Collect every line from the records below that contains the word "support".

─── LISTING ───

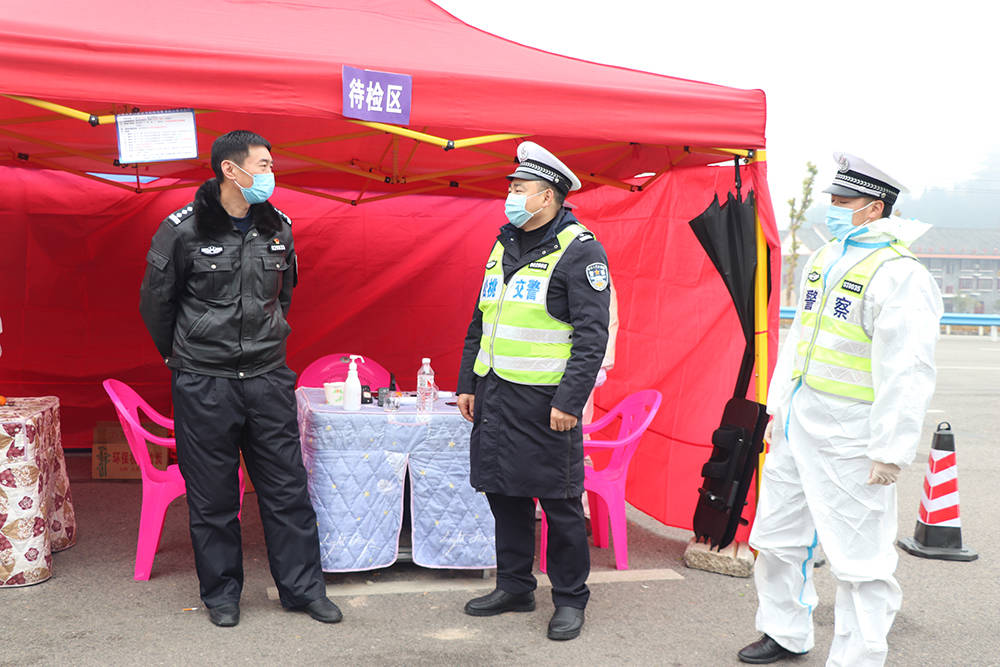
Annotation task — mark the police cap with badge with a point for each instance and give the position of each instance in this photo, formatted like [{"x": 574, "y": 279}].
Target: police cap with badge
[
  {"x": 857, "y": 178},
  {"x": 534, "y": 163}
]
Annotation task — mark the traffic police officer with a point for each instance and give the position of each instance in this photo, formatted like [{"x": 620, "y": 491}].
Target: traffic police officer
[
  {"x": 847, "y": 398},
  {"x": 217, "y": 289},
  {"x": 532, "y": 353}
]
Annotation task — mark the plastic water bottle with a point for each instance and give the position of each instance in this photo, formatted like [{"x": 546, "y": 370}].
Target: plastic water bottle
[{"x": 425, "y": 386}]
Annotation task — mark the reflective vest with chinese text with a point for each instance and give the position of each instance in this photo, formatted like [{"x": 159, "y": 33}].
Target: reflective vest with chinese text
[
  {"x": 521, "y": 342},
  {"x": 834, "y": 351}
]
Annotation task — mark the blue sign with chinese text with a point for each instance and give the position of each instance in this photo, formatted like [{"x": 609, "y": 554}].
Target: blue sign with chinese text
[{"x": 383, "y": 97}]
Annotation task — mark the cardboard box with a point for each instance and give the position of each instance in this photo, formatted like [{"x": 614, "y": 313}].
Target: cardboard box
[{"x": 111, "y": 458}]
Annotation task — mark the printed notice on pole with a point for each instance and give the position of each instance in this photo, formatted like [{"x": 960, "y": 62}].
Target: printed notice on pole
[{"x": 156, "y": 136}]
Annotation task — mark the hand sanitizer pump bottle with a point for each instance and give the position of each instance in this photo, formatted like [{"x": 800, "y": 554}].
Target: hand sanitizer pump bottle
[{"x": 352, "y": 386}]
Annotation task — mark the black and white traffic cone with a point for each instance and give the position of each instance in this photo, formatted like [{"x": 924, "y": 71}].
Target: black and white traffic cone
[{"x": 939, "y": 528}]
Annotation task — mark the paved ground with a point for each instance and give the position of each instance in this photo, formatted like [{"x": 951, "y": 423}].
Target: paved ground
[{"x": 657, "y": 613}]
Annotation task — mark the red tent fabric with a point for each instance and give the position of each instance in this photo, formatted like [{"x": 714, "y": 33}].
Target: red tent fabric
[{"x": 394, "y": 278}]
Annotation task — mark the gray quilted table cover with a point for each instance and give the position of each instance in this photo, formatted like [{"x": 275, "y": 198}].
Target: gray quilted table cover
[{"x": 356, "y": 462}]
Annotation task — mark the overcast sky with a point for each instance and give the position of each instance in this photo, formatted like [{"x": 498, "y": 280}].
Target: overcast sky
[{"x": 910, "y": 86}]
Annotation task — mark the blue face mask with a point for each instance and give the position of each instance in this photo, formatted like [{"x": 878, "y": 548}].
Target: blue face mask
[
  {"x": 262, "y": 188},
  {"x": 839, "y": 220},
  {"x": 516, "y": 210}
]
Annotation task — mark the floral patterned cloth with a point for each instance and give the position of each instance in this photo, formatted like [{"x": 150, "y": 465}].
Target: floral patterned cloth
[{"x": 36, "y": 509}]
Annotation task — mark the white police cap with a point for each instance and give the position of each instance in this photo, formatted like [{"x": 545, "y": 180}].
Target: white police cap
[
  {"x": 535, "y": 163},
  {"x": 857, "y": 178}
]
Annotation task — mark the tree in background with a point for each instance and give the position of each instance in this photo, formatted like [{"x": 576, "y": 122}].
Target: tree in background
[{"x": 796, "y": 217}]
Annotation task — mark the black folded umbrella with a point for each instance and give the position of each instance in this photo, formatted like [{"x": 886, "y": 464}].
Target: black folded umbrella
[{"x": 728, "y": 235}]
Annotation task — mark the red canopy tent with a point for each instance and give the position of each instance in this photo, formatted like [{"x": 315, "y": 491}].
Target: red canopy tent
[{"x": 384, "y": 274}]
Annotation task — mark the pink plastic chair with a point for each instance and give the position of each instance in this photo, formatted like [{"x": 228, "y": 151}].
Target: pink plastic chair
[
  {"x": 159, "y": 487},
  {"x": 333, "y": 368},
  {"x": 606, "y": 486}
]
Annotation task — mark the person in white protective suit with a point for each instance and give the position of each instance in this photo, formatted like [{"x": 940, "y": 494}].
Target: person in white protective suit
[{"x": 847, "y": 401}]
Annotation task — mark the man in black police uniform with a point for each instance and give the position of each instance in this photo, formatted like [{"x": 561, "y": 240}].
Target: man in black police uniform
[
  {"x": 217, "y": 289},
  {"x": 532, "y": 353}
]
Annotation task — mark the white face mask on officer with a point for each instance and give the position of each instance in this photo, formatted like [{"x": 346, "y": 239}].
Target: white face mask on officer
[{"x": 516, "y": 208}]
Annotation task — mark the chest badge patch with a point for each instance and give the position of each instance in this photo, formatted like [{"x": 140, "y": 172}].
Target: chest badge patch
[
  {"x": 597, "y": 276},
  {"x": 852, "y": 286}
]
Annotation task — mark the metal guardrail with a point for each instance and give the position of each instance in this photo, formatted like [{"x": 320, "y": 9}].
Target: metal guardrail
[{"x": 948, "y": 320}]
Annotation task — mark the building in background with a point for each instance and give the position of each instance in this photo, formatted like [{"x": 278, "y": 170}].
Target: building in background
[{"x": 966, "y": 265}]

───
─── LISTING ───

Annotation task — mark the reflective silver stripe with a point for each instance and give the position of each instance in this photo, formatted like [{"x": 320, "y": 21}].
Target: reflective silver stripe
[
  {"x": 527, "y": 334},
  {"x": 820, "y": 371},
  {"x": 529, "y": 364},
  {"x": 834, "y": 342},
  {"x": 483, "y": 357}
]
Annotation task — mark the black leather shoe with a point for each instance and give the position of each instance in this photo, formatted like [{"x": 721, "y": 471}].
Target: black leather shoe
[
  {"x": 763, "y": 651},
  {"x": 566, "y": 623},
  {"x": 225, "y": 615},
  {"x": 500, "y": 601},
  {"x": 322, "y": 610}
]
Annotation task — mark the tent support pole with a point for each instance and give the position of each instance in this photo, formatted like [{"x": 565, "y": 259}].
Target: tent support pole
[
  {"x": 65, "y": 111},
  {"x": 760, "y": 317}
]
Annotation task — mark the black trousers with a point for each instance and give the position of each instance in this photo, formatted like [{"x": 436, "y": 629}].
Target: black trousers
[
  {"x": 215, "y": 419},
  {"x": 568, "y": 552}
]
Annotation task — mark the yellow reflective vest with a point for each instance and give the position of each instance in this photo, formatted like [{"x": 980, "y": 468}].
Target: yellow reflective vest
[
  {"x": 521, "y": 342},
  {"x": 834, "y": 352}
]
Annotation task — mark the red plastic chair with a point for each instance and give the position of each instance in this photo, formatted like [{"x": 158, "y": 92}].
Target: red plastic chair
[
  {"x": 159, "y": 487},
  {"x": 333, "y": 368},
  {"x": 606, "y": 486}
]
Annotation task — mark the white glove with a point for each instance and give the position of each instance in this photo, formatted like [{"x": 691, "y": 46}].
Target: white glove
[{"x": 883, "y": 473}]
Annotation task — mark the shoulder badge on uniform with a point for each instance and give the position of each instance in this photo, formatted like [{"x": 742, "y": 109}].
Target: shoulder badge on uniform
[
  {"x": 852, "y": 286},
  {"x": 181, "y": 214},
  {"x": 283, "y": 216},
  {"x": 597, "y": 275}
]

───
─── LISTING ───

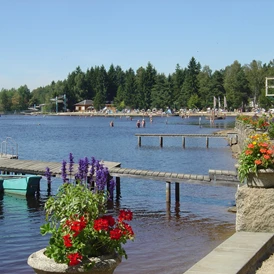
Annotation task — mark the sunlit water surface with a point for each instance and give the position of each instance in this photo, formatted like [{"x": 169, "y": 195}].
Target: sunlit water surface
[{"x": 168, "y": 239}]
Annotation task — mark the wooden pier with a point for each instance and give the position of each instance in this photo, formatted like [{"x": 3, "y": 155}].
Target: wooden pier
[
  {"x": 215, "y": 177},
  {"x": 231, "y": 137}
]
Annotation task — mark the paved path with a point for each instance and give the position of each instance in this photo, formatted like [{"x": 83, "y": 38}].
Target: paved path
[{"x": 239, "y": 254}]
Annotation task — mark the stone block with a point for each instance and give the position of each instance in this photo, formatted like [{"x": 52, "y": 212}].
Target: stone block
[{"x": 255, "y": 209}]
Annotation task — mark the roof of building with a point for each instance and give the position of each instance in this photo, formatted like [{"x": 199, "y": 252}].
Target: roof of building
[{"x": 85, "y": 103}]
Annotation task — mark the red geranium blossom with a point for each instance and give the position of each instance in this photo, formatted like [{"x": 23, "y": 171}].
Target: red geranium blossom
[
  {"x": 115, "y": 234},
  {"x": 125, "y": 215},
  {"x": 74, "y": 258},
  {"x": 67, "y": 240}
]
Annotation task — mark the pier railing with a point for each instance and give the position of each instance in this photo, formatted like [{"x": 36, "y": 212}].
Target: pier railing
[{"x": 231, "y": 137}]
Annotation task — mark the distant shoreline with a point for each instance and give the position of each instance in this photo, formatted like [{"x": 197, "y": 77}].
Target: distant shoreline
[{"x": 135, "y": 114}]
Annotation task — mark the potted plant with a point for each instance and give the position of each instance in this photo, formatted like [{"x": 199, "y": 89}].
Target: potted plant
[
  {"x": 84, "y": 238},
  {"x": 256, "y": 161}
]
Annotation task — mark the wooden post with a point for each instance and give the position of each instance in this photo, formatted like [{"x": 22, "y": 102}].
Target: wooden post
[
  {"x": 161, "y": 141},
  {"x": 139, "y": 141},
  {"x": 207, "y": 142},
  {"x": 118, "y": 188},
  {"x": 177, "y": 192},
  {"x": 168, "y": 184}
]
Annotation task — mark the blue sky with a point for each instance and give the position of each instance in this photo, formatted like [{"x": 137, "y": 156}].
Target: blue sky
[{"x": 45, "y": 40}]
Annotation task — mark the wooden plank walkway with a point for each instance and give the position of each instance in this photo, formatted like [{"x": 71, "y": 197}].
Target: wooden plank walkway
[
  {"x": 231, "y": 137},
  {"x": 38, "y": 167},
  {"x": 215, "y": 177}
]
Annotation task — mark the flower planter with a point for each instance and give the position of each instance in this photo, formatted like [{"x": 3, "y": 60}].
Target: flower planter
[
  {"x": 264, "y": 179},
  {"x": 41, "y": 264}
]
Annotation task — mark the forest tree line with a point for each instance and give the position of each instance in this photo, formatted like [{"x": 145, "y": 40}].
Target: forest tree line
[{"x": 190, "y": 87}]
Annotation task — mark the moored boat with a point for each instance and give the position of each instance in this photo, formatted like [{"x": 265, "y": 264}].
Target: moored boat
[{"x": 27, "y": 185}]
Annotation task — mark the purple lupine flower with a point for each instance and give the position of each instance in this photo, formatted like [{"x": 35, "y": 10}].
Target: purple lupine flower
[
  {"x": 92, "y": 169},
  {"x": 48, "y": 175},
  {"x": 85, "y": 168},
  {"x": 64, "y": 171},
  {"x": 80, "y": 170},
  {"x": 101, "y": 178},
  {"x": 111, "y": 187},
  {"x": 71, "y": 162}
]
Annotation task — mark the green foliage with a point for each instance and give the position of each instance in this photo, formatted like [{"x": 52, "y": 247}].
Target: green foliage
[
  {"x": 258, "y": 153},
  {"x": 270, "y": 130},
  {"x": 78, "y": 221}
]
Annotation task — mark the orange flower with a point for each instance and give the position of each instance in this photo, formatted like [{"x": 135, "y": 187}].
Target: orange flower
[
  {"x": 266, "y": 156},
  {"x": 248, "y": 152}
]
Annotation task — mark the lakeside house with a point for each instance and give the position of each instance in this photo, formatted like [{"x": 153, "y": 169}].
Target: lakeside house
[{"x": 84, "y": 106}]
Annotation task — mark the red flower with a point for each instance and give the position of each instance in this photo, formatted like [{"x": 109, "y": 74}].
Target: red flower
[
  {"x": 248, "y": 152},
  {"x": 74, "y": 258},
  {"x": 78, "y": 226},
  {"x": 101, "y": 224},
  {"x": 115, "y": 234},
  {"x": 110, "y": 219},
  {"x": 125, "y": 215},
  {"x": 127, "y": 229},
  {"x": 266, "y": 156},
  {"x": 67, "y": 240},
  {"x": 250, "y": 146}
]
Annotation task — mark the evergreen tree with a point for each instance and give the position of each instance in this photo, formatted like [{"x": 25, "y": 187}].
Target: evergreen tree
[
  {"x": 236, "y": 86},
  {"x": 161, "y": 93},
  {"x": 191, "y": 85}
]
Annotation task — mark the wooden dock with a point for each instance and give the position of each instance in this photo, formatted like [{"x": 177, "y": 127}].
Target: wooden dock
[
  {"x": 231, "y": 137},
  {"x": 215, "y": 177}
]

───

## WRITTEN RESPONSE
Annotation task — mark the tent support pole with a point for each instance and give the position of each instance in this photo, formatted like [{"x": 565, "y": 259}].
Target: tent support pole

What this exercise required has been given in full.